Task to carry out → List every laser wavelength given in the text on nuclear pore complex analysis.

Quantitative Analysis of Nuclear Pore Complexes (NPCs)
To determine nuclear pore complex density in primary nuclei and MN, cells were pre-extracted, fixed, permeabilised and immunostained with mAb414 and ELYS antibodies. Confocal images were collected on a Leica SP5 laser scanning confocal with both a 405 nm and white light laser (at 488nm and 568nm) using a 63X Plan Apo 1.4 NA oil objective. Z-stacks were collected with a 0.3 μm step size with pinhole at 1 Airy unit. Photomultipliers were calibrated to ensure linear range. Single layers of the Z-stack showing optimal nuclear pore staining for the primary nucleus and the MN were chosen for quantitative analysis using MetaMorph. The areas of primary nuclei and MN were judged from Hoechst staining and used to determine the perinuclear rim area. Total fluorescence intensity of mAb414 and ELYS was measured in the perinuclear rim area. To compare nuclear pore densities between primary nuclei and MN, the total nuclear pore fluorescence was divided by the perinuclear rim area of primary nuclei and MN, resulting in an average intensity ratio.
To measure nuclear import, we used U2OS cells stably expressing the fusion protein NFATc1-EGFP (Thermo-Fisher Scientific). The inactive transcription factor NFATc1 resides in the cytosol. Elevated calcium levels in the cytosol lead to the dephosphorylation of NFATc1 by calcineurin thereby inducing its rapid translocation into the nucleus. To increase the calcium level in the cytoplasm, U2OS cells released from nocodazole washout were treated with 0.2 μM thapsigargin, an inhibitor of the sarco-endoplasmic reticulum Ca2+ ATPase. Nuclear import of NFATc1 was then measured in the primary nuclei and MN of U2OS cells at both 6 h and 20 h after nocodazole release. Cells were subsequently fixed with 2% paraformaldehyde and import was quantified based on nuclear fluorescence. To measure nuclear import of IBB-DiHcRed60
, U2OS cells were transiently transfected with the IBB-DiHcRed-plasmid (gift from Jan Ellenberg) using Lipofectamine 2000 (Invitrogen). Cells were then synchronized for 10 h with nocodazole, washed as previously described, and released into the cell cycle. Cells were fixed with 2% paraformaldehyde both 6 h and 20 h later, and import was quantified based on nuclear fluorescence.

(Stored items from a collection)
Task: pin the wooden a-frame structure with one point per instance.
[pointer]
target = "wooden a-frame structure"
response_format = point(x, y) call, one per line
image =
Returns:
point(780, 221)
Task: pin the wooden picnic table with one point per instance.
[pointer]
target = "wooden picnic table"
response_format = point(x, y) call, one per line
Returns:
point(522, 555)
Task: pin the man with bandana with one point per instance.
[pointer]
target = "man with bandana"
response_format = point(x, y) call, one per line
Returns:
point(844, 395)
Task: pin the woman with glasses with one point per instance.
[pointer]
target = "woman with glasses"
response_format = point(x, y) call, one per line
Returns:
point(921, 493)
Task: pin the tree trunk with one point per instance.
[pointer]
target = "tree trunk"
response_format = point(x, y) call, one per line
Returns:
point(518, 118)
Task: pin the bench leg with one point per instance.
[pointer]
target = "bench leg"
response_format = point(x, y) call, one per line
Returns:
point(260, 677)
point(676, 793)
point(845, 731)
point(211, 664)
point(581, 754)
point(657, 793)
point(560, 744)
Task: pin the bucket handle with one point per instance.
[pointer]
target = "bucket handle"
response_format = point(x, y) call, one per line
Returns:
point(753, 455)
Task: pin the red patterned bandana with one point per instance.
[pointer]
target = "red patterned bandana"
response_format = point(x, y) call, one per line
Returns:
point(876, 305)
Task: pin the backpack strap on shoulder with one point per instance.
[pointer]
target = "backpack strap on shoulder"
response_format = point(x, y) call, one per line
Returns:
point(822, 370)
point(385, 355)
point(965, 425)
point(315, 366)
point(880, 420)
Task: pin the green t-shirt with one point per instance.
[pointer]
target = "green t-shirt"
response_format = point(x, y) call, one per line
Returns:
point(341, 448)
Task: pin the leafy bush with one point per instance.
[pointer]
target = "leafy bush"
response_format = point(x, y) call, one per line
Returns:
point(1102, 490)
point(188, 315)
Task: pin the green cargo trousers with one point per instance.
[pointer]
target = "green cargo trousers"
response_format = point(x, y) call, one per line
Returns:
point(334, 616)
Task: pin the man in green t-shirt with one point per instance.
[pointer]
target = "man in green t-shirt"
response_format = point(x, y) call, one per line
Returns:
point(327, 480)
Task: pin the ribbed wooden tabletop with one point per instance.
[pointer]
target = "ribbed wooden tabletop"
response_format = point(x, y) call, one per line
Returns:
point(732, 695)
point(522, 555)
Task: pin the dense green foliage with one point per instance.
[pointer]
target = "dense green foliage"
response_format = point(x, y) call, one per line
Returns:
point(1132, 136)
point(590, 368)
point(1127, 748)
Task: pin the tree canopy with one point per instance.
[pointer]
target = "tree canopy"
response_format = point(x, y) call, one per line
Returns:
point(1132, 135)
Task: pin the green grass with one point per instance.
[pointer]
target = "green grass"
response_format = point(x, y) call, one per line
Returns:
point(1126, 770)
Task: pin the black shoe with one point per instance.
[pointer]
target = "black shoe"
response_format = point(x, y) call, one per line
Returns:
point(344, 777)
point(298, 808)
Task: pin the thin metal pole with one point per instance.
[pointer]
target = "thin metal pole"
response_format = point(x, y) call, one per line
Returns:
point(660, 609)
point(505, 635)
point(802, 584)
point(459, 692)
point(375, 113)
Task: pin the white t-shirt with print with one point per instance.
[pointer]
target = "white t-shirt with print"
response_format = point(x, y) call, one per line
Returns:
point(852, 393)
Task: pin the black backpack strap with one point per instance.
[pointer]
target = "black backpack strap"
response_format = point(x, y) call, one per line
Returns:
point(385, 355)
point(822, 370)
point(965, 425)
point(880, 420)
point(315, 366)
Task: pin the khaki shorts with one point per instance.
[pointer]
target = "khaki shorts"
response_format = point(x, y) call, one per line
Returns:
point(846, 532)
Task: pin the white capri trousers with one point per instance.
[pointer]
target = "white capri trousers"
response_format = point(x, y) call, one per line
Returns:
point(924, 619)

Solution to this problem → 405 nm, 488nm, 568nm